• **Selection**:
Johannes Diderik van der Waals Born: 23-Nov-1837 Birthplace: Leiden, Netherlands Died: 9-Mar-1923 Location of death: Amsterdam, Netherlands Cause of death: unspecified Remains: Buried, Nieuwe Oosterbegraafplaats, Amsterdam, Netherlands
Gender: Male Race or Ethnicity: White Sexual orientation: Straight Occupation: Physicist Nationality: Netherlands Executive summary: Investigated states of matter As was typical in his time, Johannes Diderik van der Waals became an apprentice teacher as soon as he finished high school, and by his 24th year he was certified as a teacher. Forever curious about science, he also attended night and summer school at University of Leiden, where he earned his doctorate in 1873 at the age of 35. He studied the behavior of gases, and showed that the liquid and gas phases of a substance are of the same nature, and that the substance's behavior and transition between states could be accurately predicted. His work was predicated on the existence of molecules, still a disputed concept at the time, and the (correct) assumption that molecules are of finite size and attract each other.

• **Exercise prompt**:
According to the van der Waals profile, at what age did he earn his doctorate? The data that follows has no connection to the text about van der Waals.

Dataset rows:
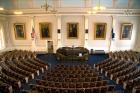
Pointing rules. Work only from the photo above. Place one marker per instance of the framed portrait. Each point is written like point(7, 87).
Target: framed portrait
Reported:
point(45, 30)
point(19, 29)
point(100, 31)
point(72, 30)
point(126, 31)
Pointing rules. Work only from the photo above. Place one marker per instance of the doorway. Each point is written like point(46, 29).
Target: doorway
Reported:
point(50, 46)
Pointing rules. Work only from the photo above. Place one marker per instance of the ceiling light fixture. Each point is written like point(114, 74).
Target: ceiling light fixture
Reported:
point(17, 11)
point(96, 9)
point(1, 8)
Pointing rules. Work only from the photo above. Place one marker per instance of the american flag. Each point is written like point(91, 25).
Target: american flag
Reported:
point(33, 33)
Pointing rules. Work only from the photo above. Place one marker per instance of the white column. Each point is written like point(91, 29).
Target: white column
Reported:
point(59, 43)
point(113, 43)
point(33, 39)
point(86, 34)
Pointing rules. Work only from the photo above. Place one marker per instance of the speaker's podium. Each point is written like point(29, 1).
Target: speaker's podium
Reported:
point(97, 51)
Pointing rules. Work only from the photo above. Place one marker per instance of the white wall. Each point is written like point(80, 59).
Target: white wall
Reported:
point(118, 44)
point(99, 44)
point(41, 45)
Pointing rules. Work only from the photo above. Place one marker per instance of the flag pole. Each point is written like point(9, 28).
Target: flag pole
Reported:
point(110, 39)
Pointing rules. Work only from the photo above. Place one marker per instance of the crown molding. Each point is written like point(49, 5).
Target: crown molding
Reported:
point(71, 11)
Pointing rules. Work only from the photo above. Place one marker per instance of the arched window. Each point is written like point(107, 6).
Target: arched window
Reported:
point(2, 45)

• **Full response**:
He earned it at the age of 35, in 1873.